Please retype, word for word, the line containing "Where can the player's hand" and every line after it through the end of the records, leaving out all pictures.

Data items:
========================================================================

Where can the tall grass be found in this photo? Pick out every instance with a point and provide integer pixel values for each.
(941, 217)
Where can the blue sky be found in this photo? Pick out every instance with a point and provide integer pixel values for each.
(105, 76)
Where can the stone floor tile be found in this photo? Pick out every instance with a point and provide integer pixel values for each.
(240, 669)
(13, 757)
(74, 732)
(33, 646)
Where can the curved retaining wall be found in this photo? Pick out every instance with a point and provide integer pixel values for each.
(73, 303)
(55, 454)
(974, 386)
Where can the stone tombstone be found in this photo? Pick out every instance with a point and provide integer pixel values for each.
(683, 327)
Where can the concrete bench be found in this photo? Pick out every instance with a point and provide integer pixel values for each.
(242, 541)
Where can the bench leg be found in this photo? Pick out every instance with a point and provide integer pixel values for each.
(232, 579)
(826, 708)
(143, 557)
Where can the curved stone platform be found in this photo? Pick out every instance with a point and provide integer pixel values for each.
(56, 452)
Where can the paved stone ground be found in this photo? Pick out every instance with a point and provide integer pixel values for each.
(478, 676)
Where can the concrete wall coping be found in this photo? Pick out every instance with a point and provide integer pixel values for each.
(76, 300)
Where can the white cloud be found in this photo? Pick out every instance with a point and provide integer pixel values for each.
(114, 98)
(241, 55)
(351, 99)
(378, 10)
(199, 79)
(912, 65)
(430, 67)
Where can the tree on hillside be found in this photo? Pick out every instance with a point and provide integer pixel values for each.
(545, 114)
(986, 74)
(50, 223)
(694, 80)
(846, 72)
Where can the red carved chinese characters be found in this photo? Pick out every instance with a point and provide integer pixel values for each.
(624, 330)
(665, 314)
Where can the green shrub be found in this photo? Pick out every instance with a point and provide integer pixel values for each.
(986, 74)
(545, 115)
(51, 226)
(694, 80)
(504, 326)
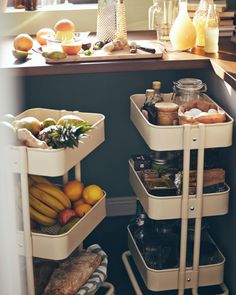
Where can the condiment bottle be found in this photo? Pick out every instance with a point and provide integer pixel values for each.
(183, 32)
(167, 113)
(19, 4)
(212, 30)
(156, 85)
(199, 21)
(30, 5)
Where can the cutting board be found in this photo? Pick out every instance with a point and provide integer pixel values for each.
(101, 55)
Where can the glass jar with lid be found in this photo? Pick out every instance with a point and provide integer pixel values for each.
(187, 89)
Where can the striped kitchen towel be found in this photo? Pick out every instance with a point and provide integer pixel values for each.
(99, 275)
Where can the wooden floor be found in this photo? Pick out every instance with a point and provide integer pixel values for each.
(111, 235)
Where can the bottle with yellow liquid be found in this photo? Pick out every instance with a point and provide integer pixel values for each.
(212, 30)
(183, 32)
(199, 21)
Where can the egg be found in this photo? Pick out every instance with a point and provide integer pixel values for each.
(195, 112)
(212, 111)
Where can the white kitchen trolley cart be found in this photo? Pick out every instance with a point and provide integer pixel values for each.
(54, 163)
(172, 138)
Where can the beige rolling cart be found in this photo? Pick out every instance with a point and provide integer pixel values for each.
(172, 138)
(56, 162)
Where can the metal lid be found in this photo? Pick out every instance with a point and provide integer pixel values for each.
(156, 85)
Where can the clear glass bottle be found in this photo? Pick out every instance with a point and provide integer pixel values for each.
(212, 30)
(156, 85)
(161, 16)
(183, 33)
(199, 21)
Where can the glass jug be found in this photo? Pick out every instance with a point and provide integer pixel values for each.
(161, 16)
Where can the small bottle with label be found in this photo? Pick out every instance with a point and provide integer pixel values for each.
(199, 21)
(19, 4)
(212, 31)
(156, 85)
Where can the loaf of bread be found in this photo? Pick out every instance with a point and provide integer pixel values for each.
(72, 274)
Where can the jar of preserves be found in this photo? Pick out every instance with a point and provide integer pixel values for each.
(188, 89)
(167, 113)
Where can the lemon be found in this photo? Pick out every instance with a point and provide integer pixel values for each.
(92, 194)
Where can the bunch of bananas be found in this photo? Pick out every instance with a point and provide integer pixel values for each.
(46, 200)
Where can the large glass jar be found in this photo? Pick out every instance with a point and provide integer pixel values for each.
(183, 33)
(187, 89)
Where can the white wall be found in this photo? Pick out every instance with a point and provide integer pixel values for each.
(84, 16)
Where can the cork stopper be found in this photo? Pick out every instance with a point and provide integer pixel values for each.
(150, 92)
(156, 85)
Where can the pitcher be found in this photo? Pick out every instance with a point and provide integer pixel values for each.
(161, 16)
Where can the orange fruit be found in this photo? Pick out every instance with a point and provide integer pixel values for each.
(23, 42)
(71, 48)
(92, 194)
(43, 33)
(73, 189)
(82, 209)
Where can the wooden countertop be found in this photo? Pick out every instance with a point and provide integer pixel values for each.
(224, 63)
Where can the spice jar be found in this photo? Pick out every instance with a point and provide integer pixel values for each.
(187, 89)
(167, 113)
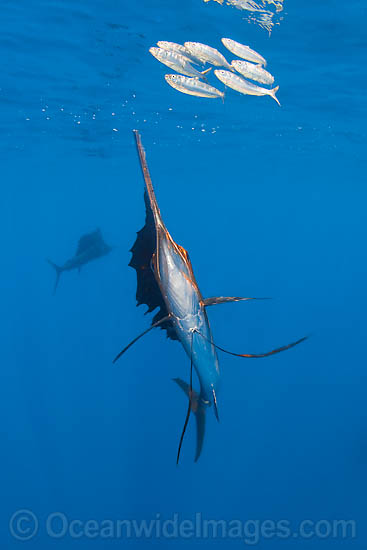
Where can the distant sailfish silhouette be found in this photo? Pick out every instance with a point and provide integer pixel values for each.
(165, 280)
(90, 247)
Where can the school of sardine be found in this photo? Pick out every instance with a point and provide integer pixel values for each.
(180, 58)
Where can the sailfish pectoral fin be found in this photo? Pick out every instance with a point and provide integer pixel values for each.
(226, 299)
(164, 319)
(257, 356)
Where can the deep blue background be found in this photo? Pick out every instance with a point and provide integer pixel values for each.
(268, 201)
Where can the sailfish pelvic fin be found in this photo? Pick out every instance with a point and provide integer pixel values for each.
(198, 408)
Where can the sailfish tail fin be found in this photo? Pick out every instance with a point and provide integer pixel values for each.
(58, 270)
(198, 408)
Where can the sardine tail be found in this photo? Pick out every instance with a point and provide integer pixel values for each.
(273, 92)
(58, 270)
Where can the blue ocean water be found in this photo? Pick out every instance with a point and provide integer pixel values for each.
(268, 201)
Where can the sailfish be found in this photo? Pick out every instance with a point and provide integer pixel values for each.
(165, 280)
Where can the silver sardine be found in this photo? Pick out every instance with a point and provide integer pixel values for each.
(243, 86)
(178, 48)
(207, 54)
(192, 86)
(243, 51)
(254, 72)
(176, 62)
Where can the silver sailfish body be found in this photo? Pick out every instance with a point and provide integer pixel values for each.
(166, 283)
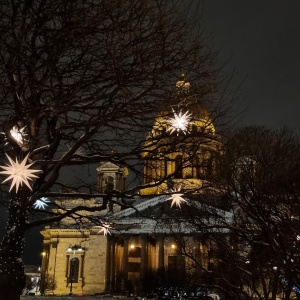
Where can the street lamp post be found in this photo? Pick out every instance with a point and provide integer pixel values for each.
(73, 248)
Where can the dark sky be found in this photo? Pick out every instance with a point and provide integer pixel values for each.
(262, 40)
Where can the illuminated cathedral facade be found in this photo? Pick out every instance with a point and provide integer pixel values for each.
(141, 250)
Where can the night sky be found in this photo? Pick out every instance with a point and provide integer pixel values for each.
(262, 40)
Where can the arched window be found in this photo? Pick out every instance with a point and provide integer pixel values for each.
(178, 166)
(109, 183)
(74, 270)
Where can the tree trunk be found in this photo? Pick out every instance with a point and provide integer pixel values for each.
(12, 277)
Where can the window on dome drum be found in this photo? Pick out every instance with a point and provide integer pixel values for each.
(109, 182)
(73, 270)
(178, 166)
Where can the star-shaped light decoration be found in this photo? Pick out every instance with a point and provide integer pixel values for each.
(176, 198)
(179, 122)
(41, 203)
(104, 228)
(19, 173)
(18, 134)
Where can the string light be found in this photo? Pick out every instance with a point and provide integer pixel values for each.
(176, 198)
(104, 228)
(19, 173)
(41, 203)
(179, 122)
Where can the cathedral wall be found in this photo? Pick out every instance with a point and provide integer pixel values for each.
(91, 260)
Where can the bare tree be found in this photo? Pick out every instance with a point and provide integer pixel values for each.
(78, 79)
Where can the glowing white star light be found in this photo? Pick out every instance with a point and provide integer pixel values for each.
(179, 122)
(176, 198)
(104, 228)
(19, 173)
(18, 134)
(41, 203)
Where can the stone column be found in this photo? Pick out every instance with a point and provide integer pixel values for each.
(113, 265)
(144, 251)
(161, 259)
(108, 265)
(125, 258)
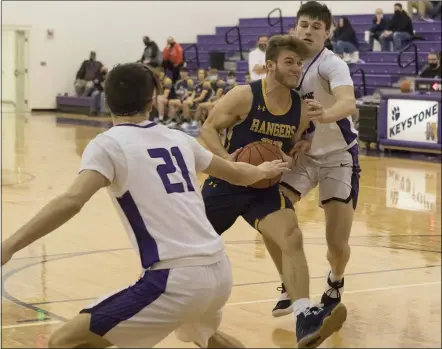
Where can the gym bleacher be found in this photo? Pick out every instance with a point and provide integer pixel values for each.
(377, 69)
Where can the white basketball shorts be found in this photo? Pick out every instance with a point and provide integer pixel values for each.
(187, 300)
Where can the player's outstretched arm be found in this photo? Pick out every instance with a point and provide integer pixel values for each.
(226, 113)
(241, 173)
(55, 213)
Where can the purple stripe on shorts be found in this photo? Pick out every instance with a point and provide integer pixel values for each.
(127, 303)
(354, 152)
(146, 244)
(347, 133)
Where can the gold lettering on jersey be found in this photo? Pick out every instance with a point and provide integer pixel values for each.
(272, 129)
(271, 141)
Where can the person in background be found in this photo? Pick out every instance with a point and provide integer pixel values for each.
(212, 76)
(100, 107)
(89, 70)
(433, 69)
(399, 30)
(201, 93)
(173, 58)
(247, 78)
(163, 99)
(257, 59)
(379, 26)
(231, 81)
(346, 41)
(151, 54)
(183, 89)
(423, 8)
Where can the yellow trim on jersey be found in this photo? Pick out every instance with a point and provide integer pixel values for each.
(255, 225)
(282, 200)
(230, 132)
(263, 88)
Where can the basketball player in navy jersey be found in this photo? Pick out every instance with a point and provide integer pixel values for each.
(268, 110)
(332, 160)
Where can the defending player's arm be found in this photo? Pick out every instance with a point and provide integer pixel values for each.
(237, 173)
(226, 113)
(61, 209)
(336, 71)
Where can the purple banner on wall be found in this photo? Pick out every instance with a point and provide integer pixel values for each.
(410, 121)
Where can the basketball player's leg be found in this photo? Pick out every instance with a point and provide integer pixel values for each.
(204, 330)
(274, 217)
(294, 185)
(338, 191)
(138, 316)
(76, 334)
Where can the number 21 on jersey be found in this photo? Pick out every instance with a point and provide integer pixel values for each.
(164, 170)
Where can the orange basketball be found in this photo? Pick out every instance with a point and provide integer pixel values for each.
(405, 86)
(255, 154)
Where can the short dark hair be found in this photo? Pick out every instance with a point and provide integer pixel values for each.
(315, 10)
(129, 88)
(278, 43)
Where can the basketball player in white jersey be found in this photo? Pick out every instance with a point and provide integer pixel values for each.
(332, 160)
(151, 175)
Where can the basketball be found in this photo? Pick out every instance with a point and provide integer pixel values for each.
(405, 86)
(255, 154)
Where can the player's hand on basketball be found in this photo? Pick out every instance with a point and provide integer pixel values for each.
(286, 158)
(272, 169)
(7, 254)
(315, 111)
(301, 146)
(232, 157)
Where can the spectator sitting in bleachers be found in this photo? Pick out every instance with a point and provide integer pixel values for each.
(379, 26)
(98, 93)
(173, 58)
(201, 93)
(436, 12)
(423, 8)
(247, 78)
(231, 81)
(89, 70)
(183, 90)
(151, 54)
(257, 59)
(346, 41)
(163, 99)
(433, 69)
(399, 31)
(212, 76)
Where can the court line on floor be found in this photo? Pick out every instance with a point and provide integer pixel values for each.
(49, 314)
(255, 283)
(233, 242)
(386, 288)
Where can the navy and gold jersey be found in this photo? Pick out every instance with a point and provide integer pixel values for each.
(200, 88)
(261, 125)
(181, 89)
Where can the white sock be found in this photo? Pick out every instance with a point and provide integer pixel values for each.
(300, 305)
(335, 278)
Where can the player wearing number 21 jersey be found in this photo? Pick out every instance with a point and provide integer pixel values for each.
(150, 172)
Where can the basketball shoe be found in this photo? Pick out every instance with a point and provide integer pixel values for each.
(315, 324)
(284, 305)
(333, 291)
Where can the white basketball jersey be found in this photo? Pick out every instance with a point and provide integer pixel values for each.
(319, 76)
(153, 175)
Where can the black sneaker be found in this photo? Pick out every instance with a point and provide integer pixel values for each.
(317, 323)
(333, 294)
(284, 305)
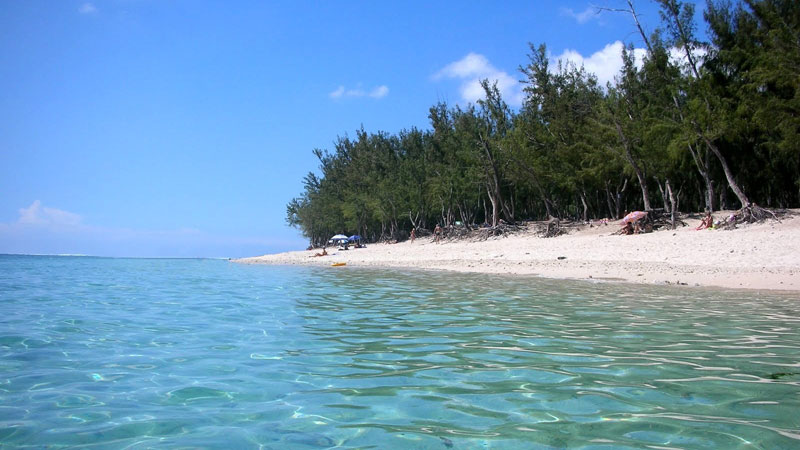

========================================================================

**Problem solution**
Where can the player's hand on basketball be found in this photo? Pick out every instance with a point and provide integer pixel values for each.
(286, 158)
(272, 169)
(7, 254)
(315, 111)
(301, 146)
(232, 157)
Where can the spectator sitting in bleachers be found in this photo? Pick out every instance with a point and provide integer pixel values for each.
(379, 26)
(98, 93)
(173, 58)
(201, 93)
(436, 12)
(423, 8)
(247, 78)
(231, 81)
(89, 70)
(183, 90)
(151, 54)
(257, 59)
(346, 41)
(163, 99)
(433, 69)
(399, 31)
(212, 76)
Where can the court line on floor be found in this photo? Pick out every instance with a point and provide integer pixel values for each.
(49, 314)
(255, 283)
(233, 242)
(386, 288)
Where can the navy and gold jersey be found in this photo? Pick out every instance with a point and provide integer pixel values for each.
(200, 88)
(261, 125)
(181, 89)
Where can the white sock be found in this photo? Pick out every instance with a point and provide integer pixel values for each.
(300, 305)
(335, 278)
Where can the player wearing number 21 jersey be found in this photo? Pick out every instance with a point and provide integer pixel values for each.
(150, 172)
Where can the basketball shoe be found in this photo? Pick out every instance with a point and provide integer pixel values for each.
(315, 324)
(284, 305)
(333, 291)
Where can the white basketball jersey be found in this photo? Pick out every instance with a point and provide integer pixel values for each.
(319, 76)
(153, 175)
Where can the black sneaker be found in this photo? Pick out every instance with a point and provide integer pixel values for each.
(317, 323)
(333, 294)
(284, 305)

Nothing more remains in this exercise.